[Natural language region descriptions]
═══

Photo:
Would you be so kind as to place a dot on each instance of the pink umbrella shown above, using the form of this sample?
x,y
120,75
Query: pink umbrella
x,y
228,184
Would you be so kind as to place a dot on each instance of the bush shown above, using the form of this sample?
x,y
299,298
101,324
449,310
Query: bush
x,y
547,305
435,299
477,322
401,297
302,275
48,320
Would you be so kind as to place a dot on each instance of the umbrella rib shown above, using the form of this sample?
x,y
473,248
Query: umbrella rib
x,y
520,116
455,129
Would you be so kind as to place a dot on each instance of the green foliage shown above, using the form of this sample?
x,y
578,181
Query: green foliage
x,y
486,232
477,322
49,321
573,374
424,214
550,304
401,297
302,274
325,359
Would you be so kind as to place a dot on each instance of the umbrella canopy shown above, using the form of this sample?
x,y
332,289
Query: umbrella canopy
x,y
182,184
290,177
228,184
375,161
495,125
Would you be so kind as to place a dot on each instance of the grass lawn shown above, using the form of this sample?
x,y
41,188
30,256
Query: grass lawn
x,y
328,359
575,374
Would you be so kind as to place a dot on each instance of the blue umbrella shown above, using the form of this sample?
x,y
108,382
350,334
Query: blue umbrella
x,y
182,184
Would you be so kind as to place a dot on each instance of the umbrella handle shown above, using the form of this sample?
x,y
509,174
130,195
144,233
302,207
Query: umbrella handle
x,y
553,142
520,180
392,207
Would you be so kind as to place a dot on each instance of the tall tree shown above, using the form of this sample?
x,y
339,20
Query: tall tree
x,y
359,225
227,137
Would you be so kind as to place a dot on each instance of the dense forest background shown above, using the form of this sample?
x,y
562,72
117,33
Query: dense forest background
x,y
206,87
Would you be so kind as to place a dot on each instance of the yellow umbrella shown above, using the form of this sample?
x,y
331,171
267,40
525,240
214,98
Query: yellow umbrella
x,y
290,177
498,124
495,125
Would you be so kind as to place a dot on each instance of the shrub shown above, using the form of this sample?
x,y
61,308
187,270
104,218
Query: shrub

═══

What is needed
Print every line of the records exactly. Omit nothing.

Result for this exercise
Photo:
Would you be so kind as to place a dot on each instance of the pink umbrella shown above, using the form of this sample?
x,y
120,75
Query: pink umbrella
x,y
228,184
Would you be so kind as to place a dot on each instance of the bush shown above, using the form of this sample?
x,y
299,298
101,324
449,310
Query: bush
x,y
547,305
435,299
477,322
401,297
302,275
48,320
Would you be so kind as to place a dot on each instance of the umbrella rib shown above, using the form of this sample?
x,y
473,248
Query: umbrella rib
x,y
520,116
455,129
Would you be so kind as to place a dot on each instance of the green foliage shown above, using the form of this sample?
x,y
578,181
Query: green foliage
x,y
486,232
477,322
49,321
573,374
424,214
550,304
401,297
302,274
325,359
Would you be so kind as to place a dot on each instance of the umbrella canopy shown above, using the form of this sample?
x,y
332,289
Query: umbrella canopy
x,y
182,184
290,177
228,184
375,161
495,125
Would you be so kind as to place a dot on each instance of the grass lawn shown above, using the form of this sample?
x,y
41,188
30,256
Query: grass lawn
x,y
328,359
575,374
Would you be so kind as to place a dot on each instance of the blue umbrella shown above, using the form of this sample?
x,y
108,382
350,334
Query: blue umbrella
x,y
182,184
Would you be so kind as to place a dot on each instance of the umbrella handle shown above, using the form of this sample?
x,y
509,174
130,195
144,233
302,207
Query: umbrella handle
x,y
553,142
520,180
392,207
Would you be so kind as to place a dot on each instance of the tall tree shown above, using the form of this sample?
x,y
339,20
Query: tall tree
x,y
359,225
227,137
Would you be so kind as to place a dot on each instance of the dense forest background shown above, using the form of this sample?
x,y
562,72
117,33
Query: dense forest background
x,y
206,87
Would you be so kind as to place a dot on each instance of the yellow umbrella shown above, using the form of this sample?
x,y
331,171
267,40
525,240
214,98
Query: yellow umbrella
x,y
290,177
498,124
495,125
Would you be so kind as to place a dot on each instance of the shrub shown above, using the form of this sample?
x,y
61,308
187,270
104,218
Query: shrub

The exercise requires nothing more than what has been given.